Text-to-region grounding data:
┄┄┄┄┄┄┄┄┄┄┄┄┄┄┄┄┄┄┄┄
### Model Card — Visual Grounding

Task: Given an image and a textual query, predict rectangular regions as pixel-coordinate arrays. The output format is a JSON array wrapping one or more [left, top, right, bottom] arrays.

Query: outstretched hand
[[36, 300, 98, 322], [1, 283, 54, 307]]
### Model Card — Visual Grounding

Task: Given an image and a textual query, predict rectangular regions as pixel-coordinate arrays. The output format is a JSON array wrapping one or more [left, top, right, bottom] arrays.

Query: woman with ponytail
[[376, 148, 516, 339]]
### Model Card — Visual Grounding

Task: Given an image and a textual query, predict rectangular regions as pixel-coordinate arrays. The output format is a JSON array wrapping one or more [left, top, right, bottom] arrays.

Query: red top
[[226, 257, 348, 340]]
┄┄┄┄┄┄┄┄┄┄┄┄┄┄┄┄┄┄┄┄
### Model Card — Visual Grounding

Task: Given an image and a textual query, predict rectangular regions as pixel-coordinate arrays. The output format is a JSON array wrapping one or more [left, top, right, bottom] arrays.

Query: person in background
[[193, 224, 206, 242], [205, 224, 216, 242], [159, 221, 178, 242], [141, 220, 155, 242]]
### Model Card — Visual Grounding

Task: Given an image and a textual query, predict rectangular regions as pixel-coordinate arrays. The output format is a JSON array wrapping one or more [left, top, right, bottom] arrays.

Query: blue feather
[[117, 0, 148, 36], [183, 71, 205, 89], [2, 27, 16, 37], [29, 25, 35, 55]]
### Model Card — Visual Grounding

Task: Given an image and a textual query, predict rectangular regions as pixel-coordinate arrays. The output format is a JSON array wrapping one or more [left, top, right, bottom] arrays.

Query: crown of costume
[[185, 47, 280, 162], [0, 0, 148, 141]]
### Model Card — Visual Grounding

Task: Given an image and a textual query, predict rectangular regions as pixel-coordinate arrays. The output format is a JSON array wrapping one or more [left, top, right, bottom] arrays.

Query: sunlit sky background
┄┄┄┄┄┄┄┄┄┄┄┄┄┄┄┄┄┄┄┄
* **Directions for this task**
From the records above, reproduce exactly the lines from the one with "Query: crown of costume" to the one with "Query: sunlit sky background", both included, and no others.

* **Answer for the task**
Query: crown of costume
[[185, 47, 280, 162], [0, 0, 148, 141]]
### Model Card — Visual Grounding

Task: Given an image and a textual query, predict rectangular regions as pixel-coordinate arrays. The output format is a JSON array wrapping one or more [left, top, right, bottom] arrays.

Query: sunlit sky background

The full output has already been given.